QUESTIONS ON THE MATERIAL
A. In the Dáil debate on mental health services, why does the speaker say he was shocked by Dublin City Council's planning list for week 25?
B. Carry the Dáil debate on mental health services forward from the point where it stops.

Dáil debates

Wednesday, 20 July 2011

 

Mental Health Services

10:00 pm

Photo of Tommy BroughanTommy Broughan (Dublin North East, Labour)

Let me first commend Deputy Kathleen Lynch in her new role as Minister of State with for mental health and on her efforts to progress services and facilities for citizens with mental health needs. I am glad to have the opportunity to bring the critical issue of mental health services in the north Dublin area to the Minister's attention. Under the direction of the Mental Health Commission, the male and female acute units in St. Ita's Hospital, Portrane, are set to close on 31 August when the hospital's licence is being withdrawn. These critical services are supposed to be replaced by a new acute unit at Beaumont Hospital. Of course, I accept the bona fides of the Mental Health Commission's decision that the acute facilities at St. Ita's are massively sub-standard and hugely outdated. There has been a long campaign to phase out the hospital. There are, however, profound concerns about what will happen to citizens with acute psychiatric hospital needs when the St. Ita's acute units close at the end of August.

While generally aware of the closure, I was shocked to see a couple of weeks ago in Dublin City Council's planning list for week 25 the planning application for the Beaumont unit only being granted now. Many people thought that this unit was close to completion or had been already built. Development is proposed for two sites on the Beaumont grounds, immediately to the east of the existing multi-storey car park and to the north of the Irish Kidney Association building. The site near the multi-storey car park is to consist of a new two storey structure with a number of internal courtyards housing an acute psychiatric residential facility and old age psychiatric residential facility. According to the Minister for Health, the contract has been awarded for the new acute admissions unit at Beaumont and construction on the unit will not start at the end of 2011.

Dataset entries
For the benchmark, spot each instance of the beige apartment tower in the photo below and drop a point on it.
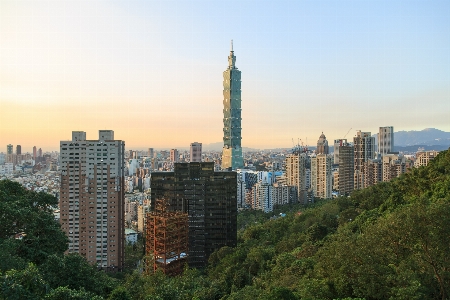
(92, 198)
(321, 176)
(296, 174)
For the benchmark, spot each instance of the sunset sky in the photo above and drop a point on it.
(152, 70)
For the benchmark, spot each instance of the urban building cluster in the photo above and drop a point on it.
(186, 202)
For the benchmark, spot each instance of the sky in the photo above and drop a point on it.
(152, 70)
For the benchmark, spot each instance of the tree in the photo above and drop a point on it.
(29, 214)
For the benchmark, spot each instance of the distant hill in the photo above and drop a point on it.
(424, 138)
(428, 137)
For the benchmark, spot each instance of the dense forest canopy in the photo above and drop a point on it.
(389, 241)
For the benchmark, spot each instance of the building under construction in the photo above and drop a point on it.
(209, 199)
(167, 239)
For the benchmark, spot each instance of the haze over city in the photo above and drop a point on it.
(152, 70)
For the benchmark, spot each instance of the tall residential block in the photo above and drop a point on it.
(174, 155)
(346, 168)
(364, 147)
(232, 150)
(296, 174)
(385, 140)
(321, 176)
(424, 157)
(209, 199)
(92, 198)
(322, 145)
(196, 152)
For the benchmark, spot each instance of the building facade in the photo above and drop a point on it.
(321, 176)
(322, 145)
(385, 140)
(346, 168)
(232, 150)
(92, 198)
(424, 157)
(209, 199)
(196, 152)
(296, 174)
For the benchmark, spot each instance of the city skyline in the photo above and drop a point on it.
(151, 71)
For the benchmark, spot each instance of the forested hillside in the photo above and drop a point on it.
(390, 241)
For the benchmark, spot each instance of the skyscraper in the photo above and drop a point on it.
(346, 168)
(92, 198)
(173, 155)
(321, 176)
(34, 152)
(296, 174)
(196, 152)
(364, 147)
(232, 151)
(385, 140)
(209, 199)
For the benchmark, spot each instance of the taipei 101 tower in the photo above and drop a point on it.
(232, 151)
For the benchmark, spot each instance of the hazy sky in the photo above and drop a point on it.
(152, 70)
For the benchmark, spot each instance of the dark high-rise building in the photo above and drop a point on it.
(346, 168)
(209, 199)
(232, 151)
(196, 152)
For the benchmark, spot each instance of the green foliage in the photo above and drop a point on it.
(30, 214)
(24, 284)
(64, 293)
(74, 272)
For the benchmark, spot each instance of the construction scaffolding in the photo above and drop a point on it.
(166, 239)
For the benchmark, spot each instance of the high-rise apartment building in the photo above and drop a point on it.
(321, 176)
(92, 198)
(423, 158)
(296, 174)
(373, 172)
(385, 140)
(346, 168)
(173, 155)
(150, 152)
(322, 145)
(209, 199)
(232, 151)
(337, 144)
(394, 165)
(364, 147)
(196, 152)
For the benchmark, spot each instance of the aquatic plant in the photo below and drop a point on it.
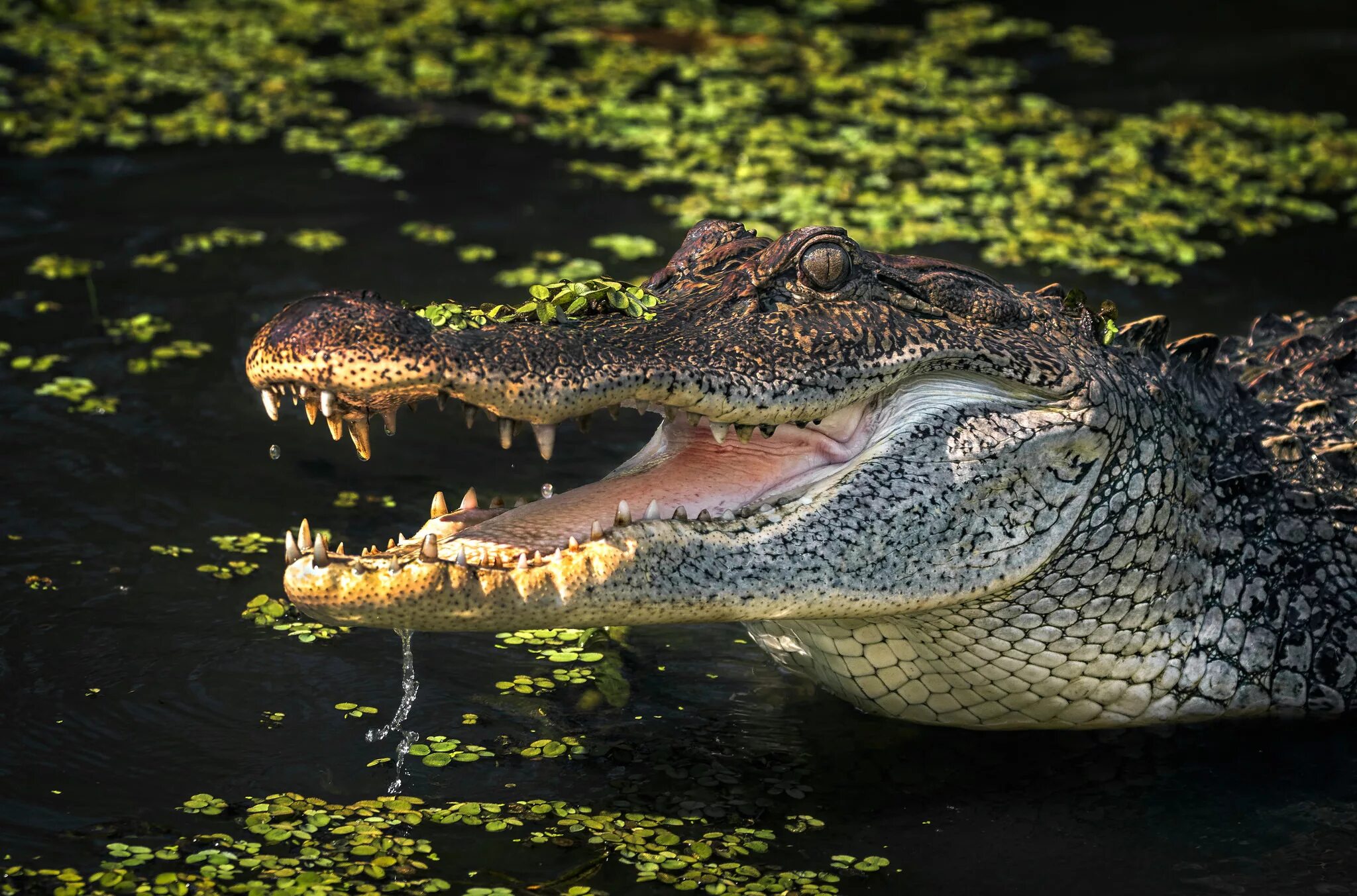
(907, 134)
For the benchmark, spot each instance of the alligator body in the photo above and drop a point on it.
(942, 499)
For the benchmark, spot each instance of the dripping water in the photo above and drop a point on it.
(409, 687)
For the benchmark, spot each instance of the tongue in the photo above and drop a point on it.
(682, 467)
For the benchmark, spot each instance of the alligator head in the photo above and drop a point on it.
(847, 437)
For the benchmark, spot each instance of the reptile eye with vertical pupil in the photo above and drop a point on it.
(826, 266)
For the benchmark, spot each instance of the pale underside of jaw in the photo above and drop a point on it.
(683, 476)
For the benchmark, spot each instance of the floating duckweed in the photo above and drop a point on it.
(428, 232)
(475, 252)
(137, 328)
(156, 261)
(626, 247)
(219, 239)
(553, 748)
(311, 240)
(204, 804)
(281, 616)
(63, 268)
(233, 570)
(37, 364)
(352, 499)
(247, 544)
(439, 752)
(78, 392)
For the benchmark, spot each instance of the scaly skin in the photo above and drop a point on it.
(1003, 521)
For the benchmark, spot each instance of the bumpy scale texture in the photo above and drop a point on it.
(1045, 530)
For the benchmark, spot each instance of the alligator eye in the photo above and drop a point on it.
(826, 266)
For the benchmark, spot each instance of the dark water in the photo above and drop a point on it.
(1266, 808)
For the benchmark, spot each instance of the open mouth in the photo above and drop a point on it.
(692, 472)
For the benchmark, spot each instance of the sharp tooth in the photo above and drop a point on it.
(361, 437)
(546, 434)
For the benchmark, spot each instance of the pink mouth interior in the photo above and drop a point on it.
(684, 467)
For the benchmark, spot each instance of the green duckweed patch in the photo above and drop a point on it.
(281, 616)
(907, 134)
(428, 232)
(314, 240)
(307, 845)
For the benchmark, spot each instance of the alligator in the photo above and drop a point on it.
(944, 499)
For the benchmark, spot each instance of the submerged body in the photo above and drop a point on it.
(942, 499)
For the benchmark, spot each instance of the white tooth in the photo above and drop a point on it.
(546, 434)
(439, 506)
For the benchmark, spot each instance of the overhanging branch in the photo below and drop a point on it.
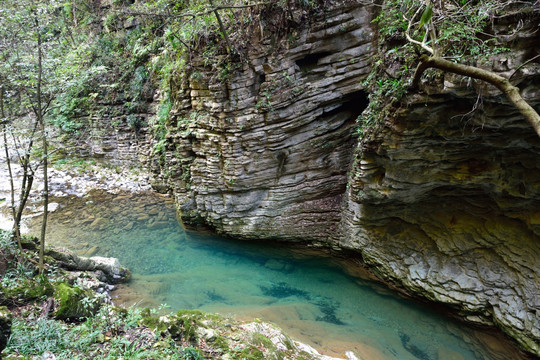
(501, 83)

RESULTS OF THE TASKS
A. The list showed that planning permission for the Beaumont unit was only now being granted, even though the St. Ita's acute units are due to close on 31 August. Many people had thought the Beaumont unit was close to completion or already built.

B.
In a reply to a question submitted by Deputy Ó Caoláin on 14 July, the Minister for Health reported that there was an interim plan to refurbish part of the existing buildings at St. Ita's until the new Beaumont unit was ready. Incredibly, however, the Minister also reported on the same date just last week that: "Refurbishment work has not yet been undertaken and I understand that the HSE is in discussions with the Commission with a view to agreeing alternative arrangements for patients."

I hope the Minister present will be able to comprehensively report on the outcome of those discussions. It is shockingly close to the closure deadline and many patients and their families are very worried because they are completely in the dark about what will happen after 31 August. For example, it is rumoured in Fingal that Fingal patients will have to be accommodated at locations like Ardee, County Louth.

There is also a serious crisis in the provision of mental health services for adolescents in the north Dublin region, and a number of staff working in the area are regularly in touch with me on this matter. Since the recommendation by the Mental Health Commission of a ban on the admission of adolescents into adult wards, there has been an ongoing crisis in the provision of appropriate assessments or inpatient admissions when necessary for 16 and 17 year olds. There are just six beds in the adolescent unit in St. Vincent's Hospital, Fairview for the huge catchment area of the northside of Dublin and they are always full. Local clinicians report that this is an excellent unit that tries to free up beds as quickly as possible. But with only six beds available it is very difficult to find a bed if a young person is in extreme crisis in an accident and emergency room or a GP's surgery. Private hospitals such as St. John of God's or St. Patrick's do not accept emergency admissions over the weekend so an adolescent must spend the whole weekend in an accident and emergency department waiting for admission if a crisis occurs at the weekend.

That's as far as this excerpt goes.